### [Dataset items]
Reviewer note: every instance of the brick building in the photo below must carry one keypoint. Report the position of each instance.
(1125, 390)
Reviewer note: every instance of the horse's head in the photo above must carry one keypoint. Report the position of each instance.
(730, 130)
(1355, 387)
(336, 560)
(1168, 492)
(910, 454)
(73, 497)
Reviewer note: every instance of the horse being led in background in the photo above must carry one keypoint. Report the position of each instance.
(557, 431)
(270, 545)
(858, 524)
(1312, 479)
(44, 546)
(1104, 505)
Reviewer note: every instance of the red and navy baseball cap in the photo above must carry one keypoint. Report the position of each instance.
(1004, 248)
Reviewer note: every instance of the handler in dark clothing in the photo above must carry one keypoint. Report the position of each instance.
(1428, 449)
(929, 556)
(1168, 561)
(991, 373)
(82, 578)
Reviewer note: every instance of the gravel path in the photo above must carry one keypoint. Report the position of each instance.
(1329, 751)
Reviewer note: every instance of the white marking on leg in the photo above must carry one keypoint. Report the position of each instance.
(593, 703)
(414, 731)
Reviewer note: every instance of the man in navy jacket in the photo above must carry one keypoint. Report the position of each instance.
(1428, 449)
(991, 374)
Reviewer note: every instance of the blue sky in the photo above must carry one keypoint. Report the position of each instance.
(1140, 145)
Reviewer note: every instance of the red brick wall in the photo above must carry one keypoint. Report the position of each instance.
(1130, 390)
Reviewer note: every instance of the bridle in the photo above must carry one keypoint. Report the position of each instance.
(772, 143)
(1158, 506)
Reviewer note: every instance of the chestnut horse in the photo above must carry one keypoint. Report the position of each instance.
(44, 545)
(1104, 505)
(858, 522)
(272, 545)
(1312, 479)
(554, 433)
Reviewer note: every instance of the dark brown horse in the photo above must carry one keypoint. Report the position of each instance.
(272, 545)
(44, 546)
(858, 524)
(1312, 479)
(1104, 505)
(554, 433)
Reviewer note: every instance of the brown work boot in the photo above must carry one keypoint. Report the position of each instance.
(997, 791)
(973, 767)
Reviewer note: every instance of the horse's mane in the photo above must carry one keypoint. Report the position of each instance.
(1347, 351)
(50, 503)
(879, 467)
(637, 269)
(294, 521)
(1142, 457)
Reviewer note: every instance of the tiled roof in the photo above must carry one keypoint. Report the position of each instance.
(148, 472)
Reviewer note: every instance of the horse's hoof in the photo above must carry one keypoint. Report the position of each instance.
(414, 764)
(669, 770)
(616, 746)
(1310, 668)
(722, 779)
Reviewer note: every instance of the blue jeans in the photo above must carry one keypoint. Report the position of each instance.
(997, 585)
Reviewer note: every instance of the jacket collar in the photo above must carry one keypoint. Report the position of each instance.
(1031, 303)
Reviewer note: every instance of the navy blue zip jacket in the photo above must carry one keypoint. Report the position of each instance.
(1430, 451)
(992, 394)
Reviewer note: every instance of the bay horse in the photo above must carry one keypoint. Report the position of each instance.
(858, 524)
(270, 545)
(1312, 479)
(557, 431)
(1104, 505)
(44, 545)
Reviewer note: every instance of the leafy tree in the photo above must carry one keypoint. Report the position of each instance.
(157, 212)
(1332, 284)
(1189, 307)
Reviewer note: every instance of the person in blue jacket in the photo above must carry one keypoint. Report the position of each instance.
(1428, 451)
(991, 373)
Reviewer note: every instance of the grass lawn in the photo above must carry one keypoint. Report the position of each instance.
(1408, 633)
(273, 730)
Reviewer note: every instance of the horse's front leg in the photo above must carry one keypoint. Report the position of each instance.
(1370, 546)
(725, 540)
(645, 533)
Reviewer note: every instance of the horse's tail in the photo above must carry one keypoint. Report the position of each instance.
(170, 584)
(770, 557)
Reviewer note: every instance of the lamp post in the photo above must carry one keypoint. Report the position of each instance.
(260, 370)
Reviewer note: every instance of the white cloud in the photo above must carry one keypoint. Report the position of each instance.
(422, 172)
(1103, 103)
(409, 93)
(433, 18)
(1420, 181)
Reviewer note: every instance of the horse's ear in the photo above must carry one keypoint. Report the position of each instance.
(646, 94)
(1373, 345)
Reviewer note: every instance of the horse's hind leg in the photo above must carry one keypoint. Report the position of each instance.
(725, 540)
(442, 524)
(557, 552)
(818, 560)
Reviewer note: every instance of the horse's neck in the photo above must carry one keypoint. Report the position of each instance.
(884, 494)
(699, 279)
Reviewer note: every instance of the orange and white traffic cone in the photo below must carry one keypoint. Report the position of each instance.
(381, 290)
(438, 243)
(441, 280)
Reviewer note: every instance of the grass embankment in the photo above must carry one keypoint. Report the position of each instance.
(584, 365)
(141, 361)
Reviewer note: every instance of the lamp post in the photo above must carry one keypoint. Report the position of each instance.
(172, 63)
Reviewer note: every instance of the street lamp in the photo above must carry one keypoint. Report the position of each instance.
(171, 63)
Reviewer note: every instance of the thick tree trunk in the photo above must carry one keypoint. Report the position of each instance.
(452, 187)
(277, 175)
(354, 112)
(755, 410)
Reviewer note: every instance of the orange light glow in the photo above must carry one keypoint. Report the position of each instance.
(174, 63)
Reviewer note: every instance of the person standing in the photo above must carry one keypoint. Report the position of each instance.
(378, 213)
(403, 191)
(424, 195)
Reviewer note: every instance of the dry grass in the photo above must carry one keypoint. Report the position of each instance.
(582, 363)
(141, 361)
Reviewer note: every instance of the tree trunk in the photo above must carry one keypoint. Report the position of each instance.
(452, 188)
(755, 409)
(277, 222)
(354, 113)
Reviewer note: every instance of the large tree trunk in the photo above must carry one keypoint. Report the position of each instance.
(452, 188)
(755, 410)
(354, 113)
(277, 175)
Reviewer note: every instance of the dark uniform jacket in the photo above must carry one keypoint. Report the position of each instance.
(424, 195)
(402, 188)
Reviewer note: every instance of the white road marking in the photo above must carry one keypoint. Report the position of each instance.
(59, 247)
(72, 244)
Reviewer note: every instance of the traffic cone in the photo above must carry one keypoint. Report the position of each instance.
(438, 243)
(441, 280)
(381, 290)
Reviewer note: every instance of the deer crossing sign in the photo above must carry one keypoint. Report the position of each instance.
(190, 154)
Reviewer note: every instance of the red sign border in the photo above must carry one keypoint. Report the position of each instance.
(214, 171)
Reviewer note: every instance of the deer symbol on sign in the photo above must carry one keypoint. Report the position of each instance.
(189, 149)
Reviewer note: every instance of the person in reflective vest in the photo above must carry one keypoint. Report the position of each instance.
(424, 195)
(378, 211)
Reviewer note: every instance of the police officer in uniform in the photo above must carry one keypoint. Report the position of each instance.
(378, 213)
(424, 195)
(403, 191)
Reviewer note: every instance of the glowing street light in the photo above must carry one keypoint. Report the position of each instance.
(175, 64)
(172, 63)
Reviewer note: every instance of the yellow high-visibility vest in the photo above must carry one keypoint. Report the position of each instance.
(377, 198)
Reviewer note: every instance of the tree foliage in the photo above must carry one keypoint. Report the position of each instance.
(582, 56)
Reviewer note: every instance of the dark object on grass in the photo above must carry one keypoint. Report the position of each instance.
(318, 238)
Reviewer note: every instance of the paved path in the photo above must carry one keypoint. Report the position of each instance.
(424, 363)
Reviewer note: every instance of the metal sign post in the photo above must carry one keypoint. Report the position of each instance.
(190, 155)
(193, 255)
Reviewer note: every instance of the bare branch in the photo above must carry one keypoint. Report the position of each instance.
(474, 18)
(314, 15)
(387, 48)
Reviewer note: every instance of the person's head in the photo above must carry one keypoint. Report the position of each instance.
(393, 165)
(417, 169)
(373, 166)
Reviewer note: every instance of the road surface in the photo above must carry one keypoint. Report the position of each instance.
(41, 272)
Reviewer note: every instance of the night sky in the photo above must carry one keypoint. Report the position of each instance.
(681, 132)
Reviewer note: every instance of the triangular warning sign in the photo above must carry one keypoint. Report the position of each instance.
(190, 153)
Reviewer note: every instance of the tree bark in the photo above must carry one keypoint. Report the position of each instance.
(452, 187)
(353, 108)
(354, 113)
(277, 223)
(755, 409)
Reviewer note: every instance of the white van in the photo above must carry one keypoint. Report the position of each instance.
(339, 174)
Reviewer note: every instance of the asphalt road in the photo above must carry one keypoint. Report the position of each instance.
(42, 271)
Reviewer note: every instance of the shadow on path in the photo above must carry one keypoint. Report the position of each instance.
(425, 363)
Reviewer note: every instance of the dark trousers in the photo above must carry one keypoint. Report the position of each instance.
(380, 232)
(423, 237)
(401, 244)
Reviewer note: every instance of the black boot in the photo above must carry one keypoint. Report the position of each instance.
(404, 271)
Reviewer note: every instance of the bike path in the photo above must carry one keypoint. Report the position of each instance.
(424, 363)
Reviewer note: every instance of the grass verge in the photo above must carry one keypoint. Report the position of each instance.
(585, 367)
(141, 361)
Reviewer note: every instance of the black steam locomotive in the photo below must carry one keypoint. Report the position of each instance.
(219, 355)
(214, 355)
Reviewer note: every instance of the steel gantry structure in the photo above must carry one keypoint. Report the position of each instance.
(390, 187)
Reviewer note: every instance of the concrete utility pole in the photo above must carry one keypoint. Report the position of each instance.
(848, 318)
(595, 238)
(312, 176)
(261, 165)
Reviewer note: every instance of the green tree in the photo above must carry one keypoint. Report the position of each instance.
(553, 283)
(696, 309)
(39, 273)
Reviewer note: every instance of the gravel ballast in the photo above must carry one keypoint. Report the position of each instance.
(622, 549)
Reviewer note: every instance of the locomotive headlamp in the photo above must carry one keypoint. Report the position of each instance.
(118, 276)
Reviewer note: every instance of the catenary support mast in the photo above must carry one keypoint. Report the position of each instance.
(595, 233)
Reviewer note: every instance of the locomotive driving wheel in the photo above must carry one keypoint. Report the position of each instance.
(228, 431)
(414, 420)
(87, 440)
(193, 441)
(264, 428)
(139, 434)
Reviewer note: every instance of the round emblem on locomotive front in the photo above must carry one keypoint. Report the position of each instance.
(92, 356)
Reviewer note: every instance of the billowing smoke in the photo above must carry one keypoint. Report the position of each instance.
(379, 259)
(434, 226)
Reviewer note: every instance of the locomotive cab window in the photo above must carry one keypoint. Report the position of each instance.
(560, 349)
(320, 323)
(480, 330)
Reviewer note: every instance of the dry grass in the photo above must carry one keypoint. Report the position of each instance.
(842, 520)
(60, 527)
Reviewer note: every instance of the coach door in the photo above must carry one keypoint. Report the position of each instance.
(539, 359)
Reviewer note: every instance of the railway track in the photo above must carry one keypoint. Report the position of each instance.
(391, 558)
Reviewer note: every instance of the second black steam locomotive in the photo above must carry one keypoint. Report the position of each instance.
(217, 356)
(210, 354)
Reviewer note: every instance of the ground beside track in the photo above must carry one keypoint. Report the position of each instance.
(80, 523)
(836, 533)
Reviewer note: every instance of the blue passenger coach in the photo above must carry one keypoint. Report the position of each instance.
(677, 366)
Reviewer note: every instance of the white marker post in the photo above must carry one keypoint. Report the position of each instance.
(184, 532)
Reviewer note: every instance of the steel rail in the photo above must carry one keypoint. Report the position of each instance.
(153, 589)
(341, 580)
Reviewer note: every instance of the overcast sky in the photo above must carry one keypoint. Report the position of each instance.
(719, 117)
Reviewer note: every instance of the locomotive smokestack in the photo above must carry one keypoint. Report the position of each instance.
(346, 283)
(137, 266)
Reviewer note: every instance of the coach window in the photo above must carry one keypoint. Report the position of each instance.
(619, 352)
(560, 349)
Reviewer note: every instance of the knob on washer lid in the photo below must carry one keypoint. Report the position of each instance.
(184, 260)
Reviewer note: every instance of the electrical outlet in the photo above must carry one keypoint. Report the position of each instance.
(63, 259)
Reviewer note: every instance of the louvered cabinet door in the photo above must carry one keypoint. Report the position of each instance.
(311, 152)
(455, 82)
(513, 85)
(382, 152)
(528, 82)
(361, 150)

### [What you need to do]
Reproduce the records as a numbered list, starting at their first line and ending at the line containing "(1329, 751)", with blank lines omitted.

### [Solution to this problem]
1. Reviewer note: every instance of the brick building in the photo below must carry one keypoint. Report the position of each instance.
2. (1125, 390)
3. Reviewer note: every instance of the horse's head in the photo above must carry one keypoint. Report the position of each instance.
4. (730, 130)
5. (1355, 387)
6. (336, 560)
7. (1168, 492)
8. (910, 454)
9. (73, 497)
10. Reviewer note: every instance of the horse being led in background in the photo above must carry one keypoint. Report the position of each instance.
11. (557, 431)
12. (270, 545)
13. (858, 524)
14. (1312, 479)
15. (44, 546)
16. (1104, 505)
17. Reviewer note: every instance of the red and navy baseball cap in the photo above must carry one keypoint. Report the position of each instance.
18. (1004, 248)
19. Reviewer note: every instance of the handler in dark clothing in the photo above must carry one keypoint. Report the position of each instance.
20. (1428, 449)
21. (929, 556)
22. (1168, 561)
23. (991, 373)
24. (82, 578)
25. Reviewer note: every instance of the gravel path in the photo above must carry one keypoint. Report the position of each instance.
26. (1329, 751)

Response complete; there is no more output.